Our day excursion to Nara (奈良) started before dawn. We get up at 5am in the morning, and took a 6:15am Nara-bound JR train from Kyoto Station. Our plan was to make a transfer from Nara JR Station to Horyuji Station (法隆寺駅) and visit Horyuji Temple (法隆寺) in suburban Nara, then returned to Central Nara and spent the rest of the day to check out the Nara Park attractions including Todaiji and Kasuga Taisha.
Founded in AD 607 during the Asuka Period (飛鳥時代), Horyuji (法隆寺) is one of the oldest temples in Japan. In this UNESCO World Heritage site, the Five-storey Pagoda is widely believed to be the oldest timber structure in the world. The architecture itself was largely influenced by the styles of Korea and China. The large temple ground is divided into two main precincts, the Western Precinct (西院伽藍) where the ancient pagoda and Kondo (金堂, Sanctuary Hall) are located, and at 122m further east the Eastern Precinct (東院伽藍), where the octagonal Yumedono (夢殿, Hall of Visions) is situated.
From Horyuji Station, it was a 20 minute walk via an ordinary suburban road to the Horyuji Temple. The setting changed dramatically as we turned into the tree-lined approach route in front of the temple entrance.
As we approached the entrance, the staff were sweeping the forecourt of Nandaimon (南大門, South Gate) under the yellow morning sun.
After Nandaimon, the stone path led us towards the Chumon (中門, Middle Gate), which was unfortunately covered with scaffolding.
On our approach to the Chumon (中門, Middle Gate) we passed by the peaceful stone route leading towards the Todaimon (東大門, East Gate).
Beyond the scaffolding of Chumon (中門, Middle Gate) we entered the temple courtyard and the magnificent timber colonnade surrounding the yard.
The beautiful timber Cloister (回廊) was constructed in the Nara Period (AD710 – 794). It was relaxing and peaceful to walk along these ancient timber columns.
The 32m Five-Storey Pagoda is one of the oldest timber buildings in the world. Tree ring dating suggested the central pillar was fell in AD 594. Despite named as Five-Storey Pagoda, there is actually only one usable level (the bottom level). The upper levels were inaccessible.
The 7th century Kondo (金堂) is another one of the oldest wooden architecture in the world. The building houses a number of precious Buddhist statues and murals. Unfortunately much of the original murals were destroyed by fire in 1949. The murals in the today’s Kondo are reproductions from 1967.

*Raw records*.
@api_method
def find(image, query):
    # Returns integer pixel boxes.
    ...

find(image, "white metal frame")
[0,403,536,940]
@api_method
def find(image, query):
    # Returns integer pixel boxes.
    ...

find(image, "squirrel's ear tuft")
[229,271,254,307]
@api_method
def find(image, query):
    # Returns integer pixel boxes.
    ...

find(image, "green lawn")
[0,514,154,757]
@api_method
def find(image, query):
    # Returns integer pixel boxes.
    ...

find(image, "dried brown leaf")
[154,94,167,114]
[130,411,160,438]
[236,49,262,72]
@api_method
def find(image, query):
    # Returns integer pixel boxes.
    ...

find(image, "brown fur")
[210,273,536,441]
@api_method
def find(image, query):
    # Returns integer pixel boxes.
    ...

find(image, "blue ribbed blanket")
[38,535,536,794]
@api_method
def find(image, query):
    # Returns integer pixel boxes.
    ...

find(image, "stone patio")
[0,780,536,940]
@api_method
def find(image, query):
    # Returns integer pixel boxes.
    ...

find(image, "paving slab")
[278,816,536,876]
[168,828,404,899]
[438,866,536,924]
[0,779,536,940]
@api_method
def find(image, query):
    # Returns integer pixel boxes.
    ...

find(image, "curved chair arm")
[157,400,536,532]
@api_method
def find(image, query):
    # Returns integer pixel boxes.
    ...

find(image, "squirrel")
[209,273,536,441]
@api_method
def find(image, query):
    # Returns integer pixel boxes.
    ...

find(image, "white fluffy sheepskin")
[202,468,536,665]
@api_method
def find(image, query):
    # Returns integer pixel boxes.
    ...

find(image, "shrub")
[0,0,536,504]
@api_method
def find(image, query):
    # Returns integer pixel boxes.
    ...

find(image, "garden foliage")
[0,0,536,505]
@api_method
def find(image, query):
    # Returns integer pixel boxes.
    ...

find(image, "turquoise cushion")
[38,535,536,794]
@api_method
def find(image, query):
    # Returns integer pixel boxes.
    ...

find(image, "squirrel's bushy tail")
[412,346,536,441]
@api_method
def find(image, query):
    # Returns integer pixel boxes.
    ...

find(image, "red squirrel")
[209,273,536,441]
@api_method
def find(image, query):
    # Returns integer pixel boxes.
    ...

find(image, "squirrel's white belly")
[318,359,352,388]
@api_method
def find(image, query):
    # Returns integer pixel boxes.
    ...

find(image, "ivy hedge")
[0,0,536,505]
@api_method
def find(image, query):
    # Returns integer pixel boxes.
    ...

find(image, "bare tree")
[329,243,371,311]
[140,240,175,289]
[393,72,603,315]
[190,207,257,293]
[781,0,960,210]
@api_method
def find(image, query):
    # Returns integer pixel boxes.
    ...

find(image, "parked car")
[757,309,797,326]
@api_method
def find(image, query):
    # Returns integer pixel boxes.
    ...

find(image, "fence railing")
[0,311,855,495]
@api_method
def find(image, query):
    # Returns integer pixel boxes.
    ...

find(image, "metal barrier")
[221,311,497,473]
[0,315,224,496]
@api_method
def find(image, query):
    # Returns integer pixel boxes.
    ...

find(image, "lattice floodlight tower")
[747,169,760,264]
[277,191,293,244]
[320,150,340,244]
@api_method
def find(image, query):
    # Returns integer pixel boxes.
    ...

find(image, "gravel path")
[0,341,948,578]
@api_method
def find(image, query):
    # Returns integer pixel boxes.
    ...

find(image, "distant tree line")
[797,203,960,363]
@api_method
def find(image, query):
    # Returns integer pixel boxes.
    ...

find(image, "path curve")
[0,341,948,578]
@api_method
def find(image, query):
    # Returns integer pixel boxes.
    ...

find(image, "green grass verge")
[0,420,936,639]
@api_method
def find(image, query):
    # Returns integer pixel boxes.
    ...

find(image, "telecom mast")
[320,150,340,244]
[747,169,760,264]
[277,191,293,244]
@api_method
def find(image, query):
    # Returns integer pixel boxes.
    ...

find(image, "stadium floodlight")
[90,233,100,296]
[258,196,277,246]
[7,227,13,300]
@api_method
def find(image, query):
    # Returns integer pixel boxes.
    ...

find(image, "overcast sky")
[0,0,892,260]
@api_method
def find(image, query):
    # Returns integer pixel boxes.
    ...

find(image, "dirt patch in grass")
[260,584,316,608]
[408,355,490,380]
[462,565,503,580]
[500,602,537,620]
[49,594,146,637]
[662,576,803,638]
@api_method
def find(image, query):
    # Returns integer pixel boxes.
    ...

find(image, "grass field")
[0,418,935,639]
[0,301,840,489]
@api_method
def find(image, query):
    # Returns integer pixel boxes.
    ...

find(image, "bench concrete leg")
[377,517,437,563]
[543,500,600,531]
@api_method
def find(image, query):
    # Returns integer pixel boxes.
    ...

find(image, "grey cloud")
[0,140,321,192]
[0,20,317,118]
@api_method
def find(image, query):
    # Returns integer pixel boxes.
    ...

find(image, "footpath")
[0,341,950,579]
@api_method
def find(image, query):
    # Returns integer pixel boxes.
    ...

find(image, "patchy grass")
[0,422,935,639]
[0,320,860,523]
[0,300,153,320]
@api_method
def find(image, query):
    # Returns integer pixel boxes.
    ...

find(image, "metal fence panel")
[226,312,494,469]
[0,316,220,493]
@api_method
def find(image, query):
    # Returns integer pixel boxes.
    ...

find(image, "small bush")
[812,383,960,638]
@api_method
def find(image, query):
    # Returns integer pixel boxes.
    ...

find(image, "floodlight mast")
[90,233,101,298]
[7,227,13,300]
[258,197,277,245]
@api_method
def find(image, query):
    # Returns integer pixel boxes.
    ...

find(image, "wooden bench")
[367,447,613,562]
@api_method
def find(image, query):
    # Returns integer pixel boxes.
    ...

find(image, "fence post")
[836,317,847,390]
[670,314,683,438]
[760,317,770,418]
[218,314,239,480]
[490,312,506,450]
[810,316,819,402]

*Challenge*. Please carry on the travel account of the Horyuji visit, picking up right after its last sentence.

*The answer*.
The dragon ornament at the upper section of the Kondo is a magnificent piece of handcraft.
The Kondo (left), Five Storey Pagoda (right), and Chumon (centre with scaffolding) are three of the oldest buildings in the compound built in Asuka Period (飛鳥時代).
We walked to the back of the Kondo and Five-Storey Pagoda to reach the Daikodo (大講堂, Lecture Hall).
Built in AD920 during the Heian Period (平安時代), the Daikodo houses the Yakushi Trinity in gilt wood.
After some time wandering in the cloister of Western Precinct, a large group of school students showed up.
Eastern Chambers (東室) from the Nara Period (奈良時代) was the former residences for monks.
Walking through the Todaimon (東大門, East Gate), we left the Western Precinct (西院伽藍) for the Eastern Precinct (東院伽藍).
Entering the Eastern Precinct (東院伽藍), the East Court Bell Tower (東院鐘楼) stood prominently for the past 800 years since the Kamakura period (鎌倉時代, 1192 – 1333).
In the Eastern Precinct (東院伽藍), the most impressive building is the octagonal Yumedono (夢殿, Hall of visions). It houses some important statues as well as monk’s seating for prayers.
Beautiful timber corner detail of Yumedono (夢殿, Hall of visions).
The Yumedono is surrounded by another peaceful timber cloister and atmospheric trees.
We headed back to the Western Precinct (西院伽藍), and passed by a number of vivid maples on the way.
Also octagonal, the Saiendou (西円堂, West Round Hall) stands atop a hill at the northwest corner of the temple compound.
Sandwiched between the cloister of the Western Precinct and hill of Saiendou stands the impressive Sangyoin (三経院).
Despite the architectural beauty from the Kamakura period (鎌倉時代, 1185 – 1333), our focus was shifted to the two cute cats sitting right by the entrance stair.
The two cats often interacted with each other.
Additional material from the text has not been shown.